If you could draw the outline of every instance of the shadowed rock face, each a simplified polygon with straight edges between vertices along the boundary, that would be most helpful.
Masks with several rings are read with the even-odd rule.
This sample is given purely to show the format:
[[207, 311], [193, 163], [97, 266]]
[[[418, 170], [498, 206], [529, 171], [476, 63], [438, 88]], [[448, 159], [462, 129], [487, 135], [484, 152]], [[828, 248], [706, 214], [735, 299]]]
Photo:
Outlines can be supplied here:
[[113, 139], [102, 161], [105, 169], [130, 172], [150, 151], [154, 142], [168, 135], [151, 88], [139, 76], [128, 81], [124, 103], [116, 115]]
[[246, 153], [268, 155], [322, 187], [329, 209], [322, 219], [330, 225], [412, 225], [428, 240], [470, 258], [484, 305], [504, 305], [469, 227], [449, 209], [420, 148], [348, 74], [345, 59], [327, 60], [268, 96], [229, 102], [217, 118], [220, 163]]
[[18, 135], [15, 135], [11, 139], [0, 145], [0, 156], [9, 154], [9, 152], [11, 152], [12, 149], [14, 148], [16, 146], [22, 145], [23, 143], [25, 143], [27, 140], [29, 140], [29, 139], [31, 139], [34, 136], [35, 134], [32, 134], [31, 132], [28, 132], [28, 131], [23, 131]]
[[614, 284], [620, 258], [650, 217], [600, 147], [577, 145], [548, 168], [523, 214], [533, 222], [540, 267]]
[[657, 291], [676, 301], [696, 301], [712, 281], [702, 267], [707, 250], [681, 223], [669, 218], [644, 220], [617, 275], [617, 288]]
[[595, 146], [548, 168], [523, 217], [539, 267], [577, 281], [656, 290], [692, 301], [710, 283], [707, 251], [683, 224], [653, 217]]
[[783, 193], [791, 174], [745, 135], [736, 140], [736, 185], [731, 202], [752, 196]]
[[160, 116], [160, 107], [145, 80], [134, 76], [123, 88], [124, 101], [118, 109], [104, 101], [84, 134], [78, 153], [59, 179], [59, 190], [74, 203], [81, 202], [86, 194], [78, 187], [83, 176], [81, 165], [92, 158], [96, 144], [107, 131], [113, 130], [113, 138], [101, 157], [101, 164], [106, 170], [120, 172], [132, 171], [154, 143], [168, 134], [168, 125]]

******

Rewrite all of the material above as a numbered list, one line per item, and leave out any blank lines.

### Response to this exercise
1. If you could draw the outline of every instance of the shadowed rock face, each a simplified polygon with straight edges between vertices along the boundary, that would be most helpful.
2. Masks with several rings are read with the even-odd rule.
3. This sample is given purely to show the format:
4. [[207, 311], [193, 163], [97, 266]]
5. [[[418, 170], [498, 206], [529, 171], [476, 63], [438, 88]], [[448, 159], [462, 129], [487, 135], [484, 152]], [[828, 248], [706, 214], [735, 299]]]
6. Photo:
7. Outlines can be supplied here:
8. [[113, 139], [102, 161], [105, 169], [130, 172], [150, 151], [154, 142], [168, 135], [151, 88], [139, 76], [128, 81], [124, 103], [116, 115]]
9. [[246, 153], [268, 155], [322, 187], [329, 209], [322, 219], [330, 225], [412, 225], [428, 240], [470, 258], [484, 305], [504, 305], [469, 227], [449, 209], [420, 148], [348, 74], [345, 59], [327, 60], [268, 96], [229, 102], [217, 118], [220, 163]]
10. [[18, 135], [15, 135], [11, 139], [0, 145], [0, 156], [9, 154], [9, 152], [11, 152], [12, 149], [14, 148], [16, 146], [22, 145], [23, 143], [25, 143], [27, 140], [29, 140], [29, 139], [31, 139], [34, 136], [35, 134], [32, 134], [31, 132], [28, 132], [28, 131], [23, 131]]
11. [[614, 284], [620, 258], [650, 217], [600, 147], [577, 145], [548, 168], [523, 214], [533, 222], [540, 267]]
12. [[657, 291], [676, 301], [696, 301], [712, 281], [702, 267], [707, 250], [681, 223], [669, 218], [644, 220], [617, 275], [617, 288]]
13. [[595, 146], [548, 168], [523, 217], [539, 267], [577, 281], [656, 290], [692, 301], [710, 283], [707, 251], [683, 224], [653, 217]]
14. [[783, 193], [791, 174], [745, 135], [736, 140], [736, 185], [731, 202], [752, 196]]
15. [[160, 116], [160, 107], [145, 80], [134, 76], [123, 88], [124, 101], [118, 109], [104, 101], [84, 134], [78, 153], [59, 179], [59, 190], [74, 203], [81, 202], [86, 194], [78, 187], [83, 176], [81, 165], [92, 158], [96, 144], [107, 131], [113, 130], [113, 138], [101, 157], [101, 164], [106, 170], [120, 172], [132, 171], [154, 143], [168, 134], [168, 125]]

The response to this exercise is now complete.